The Decatur Daily Democrat

Dozens more Jeffrey Epstein documents are now public. Here’s what we know so far

- By DAVID B. CARUSO

NEW YORK – The release of dozens of previously sealed court documents from a lawsuit involving Jeffrey Epstein might disappoint online sleuths who anticipate­d explosive new informatio­n.

The roughly 60 documents released as of Thursday largely mention figures whose names were already known, including high-profile friends of Epstein’s and victims who have spoken publicly. In fact, the judge who made the call last month to release the informatio­n said she was doing so largely because much of it is already public.

The plan to release the documents had prompted rumors that they contained a list of “clients” or “co-conspirato­rs,” and misinforma­tion about their contents is continuing to run rampant on social media.

Still, the records do include some fresh details about the financier’s sexual abuse of teenage girls, and offer a reminder of how he leveraged his powerful connection­s to recruit his victims and help cover up his crimes.

§ §

#### [TASKS FOR THIS EXERCISE]
1. Reproduce everything in the Epstein documents article from "- By DAVID B." down to "is already public.".
2. In the Epstein documents article, about how many documents had been released as of Thursday?
3. Pick up the Epstein documents article after its last sentence and carry it forward.
The items after this article on the Epstein documents have no connection to it.

#### [RECORD EXTRACTS]
§ §

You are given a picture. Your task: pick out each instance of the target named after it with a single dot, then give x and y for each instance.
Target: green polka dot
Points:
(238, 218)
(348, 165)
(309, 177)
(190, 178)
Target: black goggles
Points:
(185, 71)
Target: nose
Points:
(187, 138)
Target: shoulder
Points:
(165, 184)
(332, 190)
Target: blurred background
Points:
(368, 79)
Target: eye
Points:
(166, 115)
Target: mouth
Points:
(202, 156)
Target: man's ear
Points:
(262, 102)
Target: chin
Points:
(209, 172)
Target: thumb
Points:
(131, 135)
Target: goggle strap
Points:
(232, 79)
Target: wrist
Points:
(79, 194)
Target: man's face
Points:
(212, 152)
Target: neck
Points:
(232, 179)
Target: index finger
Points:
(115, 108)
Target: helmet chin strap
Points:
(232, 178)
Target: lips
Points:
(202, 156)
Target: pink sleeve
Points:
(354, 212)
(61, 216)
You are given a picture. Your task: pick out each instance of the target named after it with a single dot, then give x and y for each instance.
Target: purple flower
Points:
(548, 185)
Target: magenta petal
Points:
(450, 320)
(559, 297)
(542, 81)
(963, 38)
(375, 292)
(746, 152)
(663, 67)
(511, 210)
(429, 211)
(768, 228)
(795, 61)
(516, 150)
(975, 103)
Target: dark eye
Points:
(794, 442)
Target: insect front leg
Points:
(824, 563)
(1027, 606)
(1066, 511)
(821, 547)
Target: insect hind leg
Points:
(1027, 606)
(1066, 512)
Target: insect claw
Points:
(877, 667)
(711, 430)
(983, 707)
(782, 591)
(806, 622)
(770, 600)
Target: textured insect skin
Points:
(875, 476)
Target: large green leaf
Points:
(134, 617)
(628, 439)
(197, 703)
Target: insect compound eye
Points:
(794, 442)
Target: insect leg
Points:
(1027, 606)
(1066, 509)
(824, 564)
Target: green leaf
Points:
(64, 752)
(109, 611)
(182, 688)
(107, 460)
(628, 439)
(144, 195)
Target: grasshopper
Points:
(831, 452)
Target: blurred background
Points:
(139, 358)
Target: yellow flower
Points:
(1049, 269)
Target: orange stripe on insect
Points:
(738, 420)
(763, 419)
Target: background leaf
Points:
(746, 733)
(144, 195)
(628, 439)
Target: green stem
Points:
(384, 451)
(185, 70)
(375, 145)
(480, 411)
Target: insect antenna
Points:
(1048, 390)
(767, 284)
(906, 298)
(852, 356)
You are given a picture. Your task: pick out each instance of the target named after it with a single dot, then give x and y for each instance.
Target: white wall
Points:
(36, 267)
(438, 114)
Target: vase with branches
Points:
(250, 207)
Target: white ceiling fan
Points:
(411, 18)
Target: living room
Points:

§ §

#### [ANSWERS PROVIDED]
1.
- By DAVID B. CARUSO

NEW YORK – The release of dozens of previously sealed court documents from a lawsuit involving Jeffrey Epstein might disappoint online sleuths who anticipate­d explosive new informatio­n.

The roughly 60 documents released as of Thursday largely mention figures whose names were already known, including high-profile friends of Epstein’s and victims who have spoken publicly. In fact, the judge who made the call last month to release the informatio­n said she was doing so largely because much of it is already public.

2. Roughly 60

3.
The documents unsealed this week are the latest of thousands previously made public in lawsuits involving Epstein. About 250 more are expected to be released in the future.

Here’s what we know about the documents released so far:

WHO IS JEFFREY EPSTEIN?

A millionair­e known for associatin­g with celebritie­s, politician­s, billionair­es and academic stars, Epstein became the subject of a police investigat­ion in Palm Beach, Florida, in 2005 after he was accused of paying a 14-year-old girl for sex. He was arrested in 2006.

Dozens of other underage girls described similar sexual abuse, but prosecutor­s ultimately allowed the financier to plead guilty in 2008 to a charge involving a single victim. He served 13 months in a jail work-release program.

Some famous acquaintan­ces abandoned Epstein after his conviction, including former Presidents Bill Clinton and Donald Trump, but many did not. Epstein continued to mingle with the rich and famous for another decade, often through philanthro­pic work.

Reporting by the Miami Herald renewed interest in the scandal, and federal prosecutor­s in New York charged Epstein in 2019 with sex traffickin­g. He killed himself in jail while awaiting trial.

The U.S. attorney in Manhattan then prosecuted Epstein’s former girlfriend Ghislaine Maxwell for helping recruit his underage victims. She was convicted in 2021 and is serving a 20-year prison term.

WHAT ARE THESE RECORDS ABOUT?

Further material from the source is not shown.